### Data records
======

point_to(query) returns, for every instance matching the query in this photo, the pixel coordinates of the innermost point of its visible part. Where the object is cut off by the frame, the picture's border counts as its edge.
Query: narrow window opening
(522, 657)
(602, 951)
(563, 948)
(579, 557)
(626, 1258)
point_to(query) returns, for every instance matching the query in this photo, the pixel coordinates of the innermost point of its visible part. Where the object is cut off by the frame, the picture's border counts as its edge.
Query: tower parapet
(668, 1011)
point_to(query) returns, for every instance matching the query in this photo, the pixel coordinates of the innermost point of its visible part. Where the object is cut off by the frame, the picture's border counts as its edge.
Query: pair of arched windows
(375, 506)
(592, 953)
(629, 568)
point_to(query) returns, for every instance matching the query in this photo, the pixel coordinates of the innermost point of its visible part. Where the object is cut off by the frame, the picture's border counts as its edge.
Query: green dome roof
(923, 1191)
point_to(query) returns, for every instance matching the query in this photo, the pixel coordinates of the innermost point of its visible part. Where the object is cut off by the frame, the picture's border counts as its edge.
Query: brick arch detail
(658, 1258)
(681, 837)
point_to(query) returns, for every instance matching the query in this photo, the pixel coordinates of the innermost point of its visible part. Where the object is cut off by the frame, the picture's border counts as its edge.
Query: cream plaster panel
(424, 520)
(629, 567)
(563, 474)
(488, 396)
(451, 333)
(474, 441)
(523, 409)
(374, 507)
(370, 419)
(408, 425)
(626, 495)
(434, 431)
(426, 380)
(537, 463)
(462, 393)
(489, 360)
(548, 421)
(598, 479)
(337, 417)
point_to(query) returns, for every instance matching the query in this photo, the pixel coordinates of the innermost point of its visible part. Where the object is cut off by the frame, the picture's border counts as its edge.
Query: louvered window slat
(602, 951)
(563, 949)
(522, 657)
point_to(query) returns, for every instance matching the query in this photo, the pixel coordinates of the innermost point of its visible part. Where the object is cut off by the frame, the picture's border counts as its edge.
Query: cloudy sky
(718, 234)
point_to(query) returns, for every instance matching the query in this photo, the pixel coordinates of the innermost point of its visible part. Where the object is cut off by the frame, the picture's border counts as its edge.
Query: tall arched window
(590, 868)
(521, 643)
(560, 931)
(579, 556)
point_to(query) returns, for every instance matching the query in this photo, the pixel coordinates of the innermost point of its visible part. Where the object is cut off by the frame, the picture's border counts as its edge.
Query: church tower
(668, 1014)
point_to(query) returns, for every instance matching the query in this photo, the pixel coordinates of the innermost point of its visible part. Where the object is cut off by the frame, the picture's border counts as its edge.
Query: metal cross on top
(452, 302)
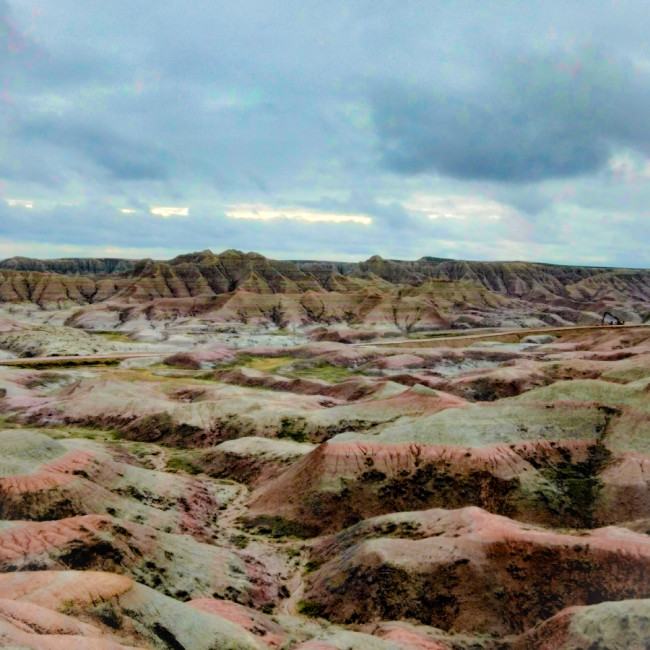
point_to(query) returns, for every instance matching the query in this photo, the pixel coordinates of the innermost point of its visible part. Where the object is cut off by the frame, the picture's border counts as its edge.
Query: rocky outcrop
(429, 292)
(69, 266)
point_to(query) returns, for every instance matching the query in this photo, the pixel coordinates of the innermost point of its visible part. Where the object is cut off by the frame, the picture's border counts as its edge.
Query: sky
(302, 129)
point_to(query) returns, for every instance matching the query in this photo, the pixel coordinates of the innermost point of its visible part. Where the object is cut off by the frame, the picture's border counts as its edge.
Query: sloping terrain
(265, 490)
(232, 286)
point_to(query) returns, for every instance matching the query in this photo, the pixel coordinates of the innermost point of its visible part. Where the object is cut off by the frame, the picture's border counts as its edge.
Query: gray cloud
(530, 120)
(337, 106)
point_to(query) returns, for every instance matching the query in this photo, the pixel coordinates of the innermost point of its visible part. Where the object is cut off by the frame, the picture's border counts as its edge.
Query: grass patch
(276, 527)
(266, 364)
(182, 463)
(62, 363)
(282, 332)
(312, 565)
(112, 336)
(324, 372)
(310, 608)
(294, 429)
(240, 541)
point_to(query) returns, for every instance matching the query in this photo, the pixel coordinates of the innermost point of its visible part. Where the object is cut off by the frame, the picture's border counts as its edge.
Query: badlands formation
(226, 451)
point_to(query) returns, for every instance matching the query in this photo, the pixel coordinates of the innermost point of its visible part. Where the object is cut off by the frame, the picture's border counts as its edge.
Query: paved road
(526, 331)
(92, 358)
(119, 356)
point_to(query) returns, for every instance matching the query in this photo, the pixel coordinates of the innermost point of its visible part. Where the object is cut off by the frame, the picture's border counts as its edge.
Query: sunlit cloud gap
(166, 212)
(266, 214)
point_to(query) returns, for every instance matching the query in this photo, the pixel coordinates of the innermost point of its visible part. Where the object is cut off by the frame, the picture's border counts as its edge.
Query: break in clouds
(341, 130)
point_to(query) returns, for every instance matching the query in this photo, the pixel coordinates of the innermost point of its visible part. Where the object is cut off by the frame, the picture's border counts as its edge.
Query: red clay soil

======

### Task to complete
Give the listing above, from its first line through the line containing "(626, 1258)", as a JSON list of strings with one string per line and blank lines omitted.

### Exercise solution
[
  "point_to(query) returns, for every instance matching the query in this photo, the pixel coordinates of the innermost point of its visible part. Where the object is cut off by the frame, the picture's border counts as its edge.",
  "Query: narrow window opening",
  "(522, 657)",
  "(602, 951)",
  "(563, 948)",
  "(579, 557)",
  "(626, 1258)"
]